───── PAGE ─────

Friday, October 31, 2008

Register allocation in a PIR compiler

As some of you may know, I have been working on a new implementation of a PIR compiler, which is named PIRC. In the end, my plan is to emit actual Parrot Byte Code (PBC), which can then be run by Parrot. Once everything's working and tested properly, I will make a case for replacing the current PIR compiler (IMCC). It might take a while before I get to that, though.

In the mean time, I'm trying to make PIRC as feature-complete as possible, and will try to write up some of the implementation issues that have to be dealt with. This can be interesting for lurkers, who 'have always wanted to know how to do it', but also just as a way to document things.

In this article, I will discuss the implementation of a recently added feature: a register allocator. Now, the implementation I came up with still needs a lot of testing, but the idea behind it does not change. The algorithm I chose is Linear Scan Register (LSR) Allocation, which is described in detail here. This algorithm is very different from the more well-known (classic, if you like) register coloring algorithm, which is based on graph coloring theory. I won't go into details too much, except mentioning that while a register coloring algorithm can yield more efficient register usage, but is a lot more expensive in terms of processor cycles, compared to the LSR algorithm. Obviously, for dynamic languages, where runtime compilation is a common feature, this is an important feature.

Register allocation
First, a short review of register allocation. I will make some rough simplifications just for the sake of this discussion, so I probably will make some false statements here. In real CPUs, there's a limited number of registers. This is fine, as long as the number of registers is larger than the number of variables that are alive. However, once you have more variables than registers, you need to overwrite a previously used register. If the value in the register being reused for another variable is going to be used after this overwriting, then you need to make sure the value is stored somewhere temporarily, typically in memory. This is called register spilling. Then, later, when the variable that was 'spilled' is referenced again, it needs to be reloaded into a register, overwriting that register's current value, which again needs to be spilled.

───── RAW DATA ─────

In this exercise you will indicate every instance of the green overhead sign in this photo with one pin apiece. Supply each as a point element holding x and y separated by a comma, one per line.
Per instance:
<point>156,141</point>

─────

* _TASKS FOR THIS EXERCISE_:
1: Please explain in one to three sentences why the article on register allocation considers the lower processor cost of Linear Scan Register Allocation important.
2: According to the article on register allocation, what is the practice of temporarily storing a register's value in memory before the register is reused called?
The data above is separate material from the article.

* _SOLUTIONS_:
1: A register coloring algorithm can use registers more efficiently, but it needs many more processor cycles than Linear Scan. That cost matters for dynamic languages, where runtime compilation is common.

2: Register spilling.